*Selected text:*
=====
# Newbie with a couple of bottles.



## Christopherski (Feb 11, 2016)

Hi everyone! Firstly I'm new here and I ha a couple of bottles I'm trying to find info on. First up, I found it maybe back in 1997 I think is what I was lead to believe is a lea & Perkins bottle. On closer inspection I think it is just a lea & Perkins glass top on a generic bottle. 

















Secondly i I have a Gartons Hp sauce bottle which I found a couple of weeks ago whilst working. 















Thirdly a a gordons dry gin bottle, clear glass which I believe was an exported bottle. This may not be too old but I'm just after some info on them.













cheers for any replies!


----------



## andy volkerts (Feb 11, 2016)

Welcome to the forum. first off it is a Lea & Perrins sauce bottle stopper, the same sauce sold today. the gartons looks to be the oldest of the bunch, maybe 1890. The rest are turn of the century or later 1900 -1920. These items have minimum collector value because they are so common, although the Gartons is a neat looking bottle. where did you get the gartons? as there might be more bottles of that age where you found that one..........Andy


----------



## sunrunner (Feb 12, 2016)
=====
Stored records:

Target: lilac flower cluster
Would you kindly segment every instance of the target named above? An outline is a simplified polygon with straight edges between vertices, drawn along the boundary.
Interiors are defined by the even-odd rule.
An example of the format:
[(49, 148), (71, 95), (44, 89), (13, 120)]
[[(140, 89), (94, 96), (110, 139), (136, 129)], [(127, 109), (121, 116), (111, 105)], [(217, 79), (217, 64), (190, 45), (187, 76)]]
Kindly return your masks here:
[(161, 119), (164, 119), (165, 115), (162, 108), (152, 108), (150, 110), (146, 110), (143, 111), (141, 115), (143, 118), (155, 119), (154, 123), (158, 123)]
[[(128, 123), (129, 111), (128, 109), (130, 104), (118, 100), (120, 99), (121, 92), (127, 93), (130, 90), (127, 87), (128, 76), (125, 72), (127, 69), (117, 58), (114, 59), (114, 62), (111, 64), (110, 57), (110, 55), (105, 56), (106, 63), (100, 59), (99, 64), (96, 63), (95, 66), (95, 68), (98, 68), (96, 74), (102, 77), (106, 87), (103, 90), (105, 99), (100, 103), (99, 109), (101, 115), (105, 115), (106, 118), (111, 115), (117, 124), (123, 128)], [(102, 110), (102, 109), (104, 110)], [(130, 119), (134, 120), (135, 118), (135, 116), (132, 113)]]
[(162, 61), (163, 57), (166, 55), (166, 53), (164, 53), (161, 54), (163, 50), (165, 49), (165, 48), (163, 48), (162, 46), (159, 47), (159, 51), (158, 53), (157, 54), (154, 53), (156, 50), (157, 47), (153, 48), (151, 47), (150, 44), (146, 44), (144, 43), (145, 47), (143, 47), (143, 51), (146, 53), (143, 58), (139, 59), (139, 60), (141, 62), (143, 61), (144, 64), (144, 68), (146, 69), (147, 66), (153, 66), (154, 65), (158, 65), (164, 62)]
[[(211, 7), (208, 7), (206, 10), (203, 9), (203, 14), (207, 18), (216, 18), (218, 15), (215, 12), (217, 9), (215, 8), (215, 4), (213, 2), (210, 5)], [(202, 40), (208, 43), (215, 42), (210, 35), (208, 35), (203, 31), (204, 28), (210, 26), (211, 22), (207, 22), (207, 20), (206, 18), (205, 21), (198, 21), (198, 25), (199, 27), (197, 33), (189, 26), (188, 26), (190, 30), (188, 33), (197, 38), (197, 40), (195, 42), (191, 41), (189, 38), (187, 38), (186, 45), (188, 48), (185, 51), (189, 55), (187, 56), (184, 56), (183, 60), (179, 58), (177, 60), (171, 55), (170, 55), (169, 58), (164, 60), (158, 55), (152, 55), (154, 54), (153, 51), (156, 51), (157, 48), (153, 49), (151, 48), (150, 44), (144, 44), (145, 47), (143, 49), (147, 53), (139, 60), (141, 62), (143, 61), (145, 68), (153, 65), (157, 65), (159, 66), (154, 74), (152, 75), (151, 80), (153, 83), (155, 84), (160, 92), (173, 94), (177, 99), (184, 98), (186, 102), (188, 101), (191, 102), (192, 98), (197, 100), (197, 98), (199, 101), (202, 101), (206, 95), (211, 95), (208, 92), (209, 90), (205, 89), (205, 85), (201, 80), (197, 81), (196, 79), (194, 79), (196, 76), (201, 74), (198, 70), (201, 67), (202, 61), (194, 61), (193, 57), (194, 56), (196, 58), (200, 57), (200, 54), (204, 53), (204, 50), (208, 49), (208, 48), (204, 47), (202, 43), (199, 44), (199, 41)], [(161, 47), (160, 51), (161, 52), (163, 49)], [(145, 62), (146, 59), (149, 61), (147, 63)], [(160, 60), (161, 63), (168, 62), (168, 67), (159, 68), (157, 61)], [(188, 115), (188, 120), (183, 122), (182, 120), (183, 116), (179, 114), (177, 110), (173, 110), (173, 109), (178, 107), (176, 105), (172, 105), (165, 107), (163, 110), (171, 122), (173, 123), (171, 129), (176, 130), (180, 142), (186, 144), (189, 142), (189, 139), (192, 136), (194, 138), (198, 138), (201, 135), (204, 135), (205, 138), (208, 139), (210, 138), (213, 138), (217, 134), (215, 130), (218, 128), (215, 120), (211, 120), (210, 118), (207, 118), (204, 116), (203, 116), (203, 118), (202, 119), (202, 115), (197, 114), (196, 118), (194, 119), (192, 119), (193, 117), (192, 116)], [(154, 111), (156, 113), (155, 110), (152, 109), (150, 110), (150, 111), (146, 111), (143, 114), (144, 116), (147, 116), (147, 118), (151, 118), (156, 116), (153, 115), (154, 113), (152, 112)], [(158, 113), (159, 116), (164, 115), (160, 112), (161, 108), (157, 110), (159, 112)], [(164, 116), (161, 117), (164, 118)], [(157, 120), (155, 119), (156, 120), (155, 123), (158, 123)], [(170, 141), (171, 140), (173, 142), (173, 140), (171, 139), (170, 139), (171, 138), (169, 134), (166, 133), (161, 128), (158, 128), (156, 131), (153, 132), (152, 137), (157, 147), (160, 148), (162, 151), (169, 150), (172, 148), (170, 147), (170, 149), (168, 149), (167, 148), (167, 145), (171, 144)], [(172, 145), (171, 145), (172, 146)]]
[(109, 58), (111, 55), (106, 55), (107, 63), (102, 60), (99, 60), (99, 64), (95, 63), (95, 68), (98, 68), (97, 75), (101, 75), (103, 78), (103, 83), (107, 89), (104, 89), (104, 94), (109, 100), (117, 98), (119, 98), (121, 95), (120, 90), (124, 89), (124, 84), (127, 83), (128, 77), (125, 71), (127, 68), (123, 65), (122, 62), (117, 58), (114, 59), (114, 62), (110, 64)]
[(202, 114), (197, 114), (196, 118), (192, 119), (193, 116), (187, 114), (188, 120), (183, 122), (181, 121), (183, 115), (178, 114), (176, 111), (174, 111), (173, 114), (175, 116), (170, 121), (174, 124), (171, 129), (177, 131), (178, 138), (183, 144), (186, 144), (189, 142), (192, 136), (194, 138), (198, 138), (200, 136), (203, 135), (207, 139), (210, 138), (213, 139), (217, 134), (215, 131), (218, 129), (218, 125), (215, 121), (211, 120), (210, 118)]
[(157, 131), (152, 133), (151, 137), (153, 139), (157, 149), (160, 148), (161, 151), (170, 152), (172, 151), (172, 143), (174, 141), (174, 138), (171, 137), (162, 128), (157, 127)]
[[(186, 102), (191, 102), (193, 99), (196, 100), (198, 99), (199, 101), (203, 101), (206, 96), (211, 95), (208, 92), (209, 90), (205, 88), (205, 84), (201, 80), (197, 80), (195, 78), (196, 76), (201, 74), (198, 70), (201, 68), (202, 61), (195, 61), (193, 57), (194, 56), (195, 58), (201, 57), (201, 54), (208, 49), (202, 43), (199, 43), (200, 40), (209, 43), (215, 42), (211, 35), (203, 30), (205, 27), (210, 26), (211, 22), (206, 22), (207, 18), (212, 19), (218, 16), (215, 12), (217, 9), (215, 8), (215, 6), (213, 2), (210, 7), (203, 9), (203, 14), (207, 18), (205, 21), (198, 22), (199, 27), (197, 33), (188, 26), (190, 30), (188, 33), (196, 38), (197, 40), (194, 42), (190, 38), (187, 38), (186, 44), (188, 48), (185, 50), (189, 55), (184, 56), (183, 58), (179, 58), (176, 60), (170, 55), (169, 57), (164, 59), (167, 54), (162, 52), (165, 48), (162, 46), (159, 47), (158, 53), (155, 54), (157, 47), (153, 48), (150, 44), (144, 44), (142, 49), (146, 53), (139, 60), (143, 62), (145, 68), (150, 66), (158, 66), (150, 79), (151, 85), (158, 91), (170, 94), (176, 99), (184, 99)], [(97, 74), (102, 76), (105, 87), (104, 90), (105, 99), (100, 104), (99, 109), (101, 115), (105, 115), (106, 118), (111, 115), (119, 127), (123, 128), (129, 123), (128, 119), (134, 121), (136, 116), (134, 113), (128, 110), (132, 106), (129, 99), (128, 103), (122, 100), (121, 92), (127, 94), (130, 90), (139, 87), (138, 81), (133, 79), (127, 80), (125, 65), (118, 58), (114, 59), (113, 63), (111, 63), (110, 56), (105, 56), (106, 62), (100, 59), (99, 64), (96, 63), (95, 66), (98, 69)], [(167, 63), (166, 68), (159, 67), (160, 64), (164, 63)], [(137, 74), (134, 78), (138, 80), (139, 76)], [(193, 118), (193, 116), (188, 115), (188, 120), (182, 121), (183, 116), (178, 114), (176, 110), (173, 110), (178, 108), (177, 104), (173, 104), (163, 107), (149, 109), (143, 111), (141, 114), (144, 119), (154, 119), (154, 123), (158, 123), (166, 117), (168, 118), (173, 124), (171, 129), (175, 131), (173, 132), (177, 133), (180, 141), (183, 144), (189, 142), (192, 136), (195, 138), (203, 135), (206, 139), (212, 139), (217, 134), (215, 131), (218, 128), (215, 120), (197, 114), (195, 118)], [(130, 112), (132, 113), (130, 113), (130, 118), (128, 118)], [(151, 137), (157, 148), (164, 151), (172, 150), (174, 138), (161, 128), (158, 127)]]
=====
*To-do list:*
A. In the bottle forum thread, which bottle does the first reply judge to be the oldest, and what date does it suggest?
B. Write the next part of the bottle forum thread, carrying on from its final line.

*In response:*
A. The Gartons HP sauce bottle, maybe from 1890.

B.
hi Chris . except for your H P . sues and the three part  chemist  the Gordon's Gin is a 1920s machine made. there all nice bottles . Andy is right about there monetary value . but there good for a start.


----------



## Christopherski (Feb 12, 2016)

Thanks for the reply Andy.

Im not fussed about collector value as I found the lea & Perrrins one with my dad and the other washed washed ashore on a beach.

unfortunatly I can't revisit the site I found the Gartons bottles as it came out of a pad foundation for steelwork on a construction site I was working on. I did have a look around for a top and to see if anything else was there but nothing.

ill be keeping my eye out though for some whilst working!

cheers Chris


----------



## glass man (Feb 28, 2016)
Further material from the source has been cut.